Photo object pointing entries
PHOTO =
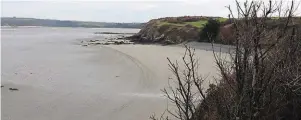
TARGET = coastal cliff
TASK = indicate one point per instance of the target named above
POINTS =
(172, 30)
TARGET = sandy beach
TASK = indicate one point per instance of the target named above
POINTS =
(60, 80)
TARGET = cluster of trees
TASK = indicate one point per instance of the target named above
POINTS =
(260, 75)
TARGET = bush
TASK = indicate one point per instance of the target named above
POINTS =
(260, 80)
(210, 31)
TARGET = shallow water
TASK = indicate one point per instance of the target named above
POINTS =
(58, 79)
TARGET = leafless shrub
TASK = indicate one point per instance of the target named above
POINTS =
(262, 81)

## Work required
Rewrite every line of the entries above, requests included, and multiply each point coordinate by 2.25, rounding to whole numbers with halves going up. Leave the pictures out of your answer.

## Exercise output
PHOTO =
TARGET = coastal cliff
TASK = indicate one point per instance of the target named above
POINTS =
(387, 68)
TARGET = sandy beach
TASK = indicate one point per instance of the target named above
POINTS =
(135, 180)
TARGET = cluster of trees
TASK = indicate one point per instance of the target named above
POINTS =
(585, 169)
TARGET = bush
TASK = indicate one point per instance of the target named above
POINTS =
(585, 180)
(473, 70)
TARGET = shallow water
TASK = indicate one point per instance of the target named above
POINTS =
(131, 178)
TARGET = leafless shrub
TASK = indicate one point per instance of the target named above
POINTS =
(590, 182)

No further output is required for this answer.